# Task instructions:
Please repeat all of the records below word for word, keeping every line in its original order.

# The data:
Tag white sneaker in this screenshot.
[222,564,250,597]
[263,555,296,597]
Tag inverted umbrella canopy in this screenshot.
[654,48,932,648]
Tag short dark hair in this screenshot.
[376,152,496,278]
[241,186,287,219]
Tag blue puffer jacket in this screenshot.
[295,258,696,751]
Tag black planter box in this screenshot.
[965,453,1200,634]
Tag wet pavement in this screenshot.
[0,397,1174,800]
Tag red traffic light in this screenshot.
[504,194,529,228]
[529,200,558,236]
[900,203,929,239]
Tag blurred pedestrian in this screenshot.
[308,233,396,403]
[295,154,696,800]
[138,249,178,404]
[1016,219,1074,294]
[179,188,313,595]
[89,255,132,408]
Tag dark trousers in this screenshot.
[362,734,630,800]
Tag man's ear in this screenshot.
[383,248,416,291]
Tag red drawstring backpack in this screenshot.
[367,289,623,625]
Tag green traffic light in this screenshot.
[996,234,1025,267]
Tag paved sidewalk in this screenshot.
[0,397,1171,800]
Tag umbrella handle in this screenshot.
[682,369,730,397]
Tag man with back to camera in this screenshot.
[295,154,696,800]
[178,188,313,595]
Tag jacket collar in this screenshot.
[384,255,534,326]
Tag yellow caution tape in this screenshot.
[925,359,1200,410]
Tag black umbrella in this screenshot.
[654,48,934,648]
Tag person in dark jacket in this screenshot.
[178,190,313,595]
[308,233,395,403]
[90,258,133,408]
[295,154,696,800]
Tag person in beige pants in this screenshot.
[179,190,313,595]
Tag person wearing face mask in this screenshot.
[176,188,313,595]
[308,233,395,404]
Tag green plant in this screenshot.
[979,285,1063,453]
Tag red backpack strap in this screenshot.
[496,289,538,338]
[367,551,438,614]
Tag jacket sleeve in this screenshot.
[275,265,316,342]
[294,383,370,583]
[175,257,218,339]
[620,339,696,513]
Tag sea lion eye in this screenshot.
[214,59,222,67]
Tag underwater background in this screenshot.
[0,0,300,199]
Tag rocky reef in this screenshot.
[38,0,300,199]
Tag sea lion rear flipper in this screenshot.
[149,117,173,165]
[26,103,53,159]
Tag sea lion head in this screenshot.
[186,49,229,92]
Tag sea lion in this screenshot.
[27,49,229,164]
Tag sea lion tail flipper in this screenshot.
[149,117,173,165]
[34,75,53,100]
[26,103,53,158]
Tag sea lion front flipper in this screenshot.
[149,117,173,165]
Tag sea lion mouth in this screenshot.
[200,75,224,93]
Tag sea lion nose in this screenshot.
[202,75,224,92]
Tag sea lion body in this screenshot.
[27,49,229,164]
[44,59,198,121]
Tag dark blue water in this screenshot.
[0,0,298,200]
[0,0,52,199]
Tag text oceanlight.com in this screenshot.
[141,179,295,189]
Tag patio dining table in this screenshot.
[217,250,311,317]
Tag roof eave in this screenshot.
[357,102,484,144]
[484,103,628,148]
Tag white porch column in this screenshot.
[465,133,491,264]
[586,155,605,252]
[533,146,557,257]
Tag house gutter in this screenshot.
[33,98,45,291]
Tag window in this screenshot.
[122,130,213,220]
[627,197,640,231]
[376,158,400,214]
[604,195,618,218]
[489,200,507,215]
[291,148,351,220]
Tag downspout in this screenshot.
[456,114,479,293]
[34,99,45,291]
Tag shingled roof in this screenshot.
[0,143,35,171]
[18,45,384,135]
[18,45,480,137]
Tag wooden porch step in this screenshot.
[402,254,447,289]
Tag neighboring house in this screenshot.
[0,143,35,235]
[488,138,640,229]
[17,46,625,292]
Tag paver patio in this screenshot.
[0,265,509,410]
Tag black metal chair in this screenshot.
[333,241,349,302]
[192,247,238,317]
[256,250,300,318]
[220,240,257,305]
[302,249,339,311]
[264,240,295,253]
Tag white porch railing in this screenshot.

# Worked answer:
Tag white sneaker in this screenshot.
[222,564,250,597]
[263,555,296,597]
Tag inverted umbrella canopy in this screenshot.
[654,48,932,648]
Tag short dark hair in this screenshot.
[376,152,496,278]
[241,186,287,219]
Tag blue puffer jacket in this screenshot.
[295,258,696,751]
Tag black planter box in this screenshot.
[965,453,1200,634]
Tag wet pavement in this screenshot.
[0,397,1174,800]
Tag red traffic light in this screenshot.
[504,194,529,228]
[529,200,558,236]
[900,203,929,239]
Tag blurred pedestrian in this screenshot.
[308,233,396,403]
[295,154,696,800]
[138,249,178,404]
[1016,219,1074,294]
[179,188,313,595]
[89,255,132,408]
Tag dark trousers in this screenshot.
[362,734,630,800]
Tag man's ear in this screenshot.
[383,248,416,291]
Tag red drawstring backpack in this screenshot.
[367,289,623,625]
Tag green traffic light in this screenshot.
[996,234,1025,267]
Tag paved sidewalk in this screenshot.
[0,397,1171,800]
Tag umbrella handle in this screenshot.
[682,369,730,397]
Tag man with back to camera in this screenshot.
[295,154,696,800]
[178,188,313,595]
Tag jacket collar in this screenshot.
[384,255,534,326]
Tag yellow caution tape in this screenshot.
[925,359,1200,410]
Tag black umbrella in this screenshot.
[654,48,934,648]
Tag person in dark jacket in this screenshot.
[178,190,313,595]
[308,233,395,403]
[90,258,133,408]
[295,154,696,800]
Tag person in beige pants in this screenshot.
[179,190,313,595]
Tag person wearing face mask in this screenshot.
[176,188,313,595]
[308,233,395,404]
Tag green plant in this screenshot.
[979,285,1063,453]
Tag red backpack strap in this screenshot.
[496,289,538,338]
[367,551,438,614]
Tag jacket sleeve in this screenshot.
[275,265,316,342]
[294,383,370,583]
[175,257,218,339]
[620,339,696,513]
Tag sea lion eye in this screenshot.
[214,59,222,67]
Tag underwater background in this screenshot.
[0,0,300,199]
Tag rocky reef in this screenshot.
[38,0,300,199]
Tag sea lion rear flipper in this screenshot.
[149,117,173,165]
[26,103,53,159]
Tag sea lion head in this screenshot.
[186,49,229,92]
Tag sea lion in this screenshot.
[27,49,229,164]
Tag sea lion tail flipper in this screenshot.
[149,117,173,165]
[34,75,53,100]
[26,103,53,158]
Tag sea lion front flipper in this screenshot.
[149,117,173,165]
Tag sea lion mouth in this screenshot.
[200,75,224,93]
Tag sea lion nose in this screenshot.
[202,75,224,92]
Tag sea lion body in this screenshot.
[27,49,229,164]
[44,59,198,121]
Tag dark blue water in this screenshot.
[0,0,298,200]
[0,0,52,199]
Tag text oceanlight.com in this screenshot.
[141,179,295,189]
Tag patio dining table in this screenshot.
[217,250,311,317]
Tag roof eave in this screenshot.
[357,102,484,144]
[484,103,628,148]
Tag white porch column in this screenshot.
[465,133,491,264]
[586,155,605,252]
[533,146,557,257]
Tag house gutter in this screenshot.
[33,98,45,291]
Tag window in this screenshot.
[122,130,213,220]
[627,197,640,231]
[376,158,400,214]
[604,195,618,218]
[489,200,507,215]
[291,148,351,220]
Tag downspout in this screenshot.
[456,114,479,293]
[34,99,45,291]
Tag shingled roof in this screenshot.
[0,143,35,171]
[18,45,384,135]
[18,45,480,137]
Tag wooden porch step in this screenshot.
[402,254,447,289]
Tag neighboring house in this screenshot.
[0,143,35,235]
[488,138,640,229]
[17,46,625,292]
Tag paver patio in this screenshot.
[0,265,509,410]
Tag black metal chair in this screenshot.
[333,241,349,302]
[192,247,238,317]
[256,250,300,318]
[220,240,257,305]
[302,249,339,311]
[264,240,295,253]
Tag white porch railing in this screenshot.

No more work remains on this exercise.